**Source material**.
(begin)
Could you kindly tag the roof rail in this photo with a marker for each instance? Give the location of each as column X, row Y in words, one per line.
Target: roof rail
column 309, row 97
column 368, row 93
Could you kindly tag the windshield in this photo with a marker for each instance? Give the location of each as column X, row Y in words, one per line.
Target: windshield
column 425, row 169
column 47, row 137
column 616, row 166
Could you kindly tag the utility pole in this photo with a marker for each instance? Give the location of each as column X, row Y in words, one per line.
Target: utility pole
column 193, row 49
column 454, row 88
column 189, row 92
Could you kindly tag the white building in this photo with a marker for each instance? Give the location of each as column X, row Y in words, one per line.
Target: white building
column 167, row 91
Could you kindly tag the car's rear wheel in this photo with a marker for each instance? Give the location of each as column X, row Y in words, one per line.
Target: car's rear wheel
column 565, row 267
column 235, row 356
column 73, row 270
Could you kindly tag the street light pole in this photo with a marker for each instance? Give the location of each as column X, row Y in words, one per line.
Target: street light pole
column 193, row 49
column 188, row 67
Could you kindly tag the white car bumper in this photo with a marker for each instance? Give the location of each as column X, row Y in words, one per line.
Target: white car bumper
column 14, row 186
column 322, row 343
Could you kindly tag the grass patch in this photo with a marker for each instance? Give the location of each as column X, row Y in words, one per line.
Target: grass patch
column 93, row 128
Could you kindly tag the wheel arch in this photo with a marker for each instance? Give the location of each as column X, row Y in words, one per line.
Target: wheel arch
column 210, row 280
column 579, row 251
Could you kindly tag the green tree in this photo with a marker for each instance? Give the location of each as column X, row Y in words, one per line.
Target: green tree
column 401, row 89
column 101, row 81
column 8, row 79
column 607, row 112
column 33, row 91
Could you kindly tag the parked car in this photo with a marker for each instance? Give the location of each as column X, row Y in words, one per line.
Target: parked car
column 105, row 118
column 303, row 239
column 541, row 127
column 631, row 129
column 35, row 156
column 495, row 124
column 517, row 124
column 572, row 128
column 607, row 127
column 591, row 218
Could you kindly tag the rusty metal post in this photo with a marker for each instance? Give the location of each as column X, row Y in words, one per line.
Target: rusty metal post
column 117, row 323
(end)
**Set problem**. Rewrite all of the data above as a numbered list with one line per item, omitting any blank lines.

**Correct response**.
1. Could you kindly tag the roof rail in this photo with a marker for each instance? Give the location of each as column X, row Y in words, one per line.
2. Target: roof rail
3. column 309, row 97
4. column 368, row 93
5. Could you kindly tag the windshield in this photo with a marker for each instance? Give the location of each as column X, row Y in words, one per line.
6. Target: windshield
7. column 425, row 169
8. column 47, row 137
9. column 616, row 166
10. Could you kindly tag the utility pole in this photo with a marker for each instance? Give the location of each as column X, row Y in words, one per line.
11. Target: utility pole
12. column 193, row 49
13. column 454, row 88
14. column 189, row 92
15. Could you kindly tag the white building in this photo with a marker for each instance? Give the location of each as column X, row Y in words, one per line.
16. Target: white building
17. column 167, row 91
18. Could you kindly tag the car's rear wheel in this photo with a marker for each instance? Give the location of each as column X, row Y in words, one per line.
19. Target: car's rear wheel
20. column 565, row 267
21. column 235, row 356
22. column 73, row 270
23. Could you kindly tag the street light pole in this photo with a marker for each instance? Give the location of each as column X, row Y in words, one per line.
24. Target: street light pole
25. column 193, row 49
26. column 188, row 67
27. Could you kindly tag the white car bumper in this photo with a marker for each instance? Give the location of each as column X, row Y in words, one per line.
28. Target: white car bumper
29. column 14, row 186
30. column 322, row 343
31. Could you kindly tag the grass patch in this photo with a marker for each instance? Give the location of each as column X, row Y in words, one per line.
32. Target: grass patch
33. column 93, row 128
34. Could you kindly tag the wheel arch in this photo with a marker for each instance? Give the location of each as column X, row Y in words, one per line.
35. Target: wheel arch
36. column 210, row 280
37. column 579, row 251
38. Could you kindly tag the green tree in this photo with a marker for each instance? Give the location of each as column X, row Y in words, one per line.
39. Target: green tree
40. column 401, row 89
41. column 101, row 81
42. column 8, row 79
43. column 607, row 112
44. column 33, row 91
45. Could you kindly tag the parked car in this photo with a marker for each instance? Give the location of each as column X, row Y in words, one per line.
46. Target: parked car
47. column 105, row 118
48. column 303, row 239
49. column 541, row 127
50. column 631, row 129
51. column 35, row 156
52. column 495, row 124
53. column 517, row 124
54. column 572, row 128
55. column 607, row 127
56. column 591, row 218
57. Could you kindly tag the rusty metal post in this photo with a marker for each instance? Give the location of each as column X, row Y in words, one per line.
58. Target: rusty metal post
59. column 117, row 323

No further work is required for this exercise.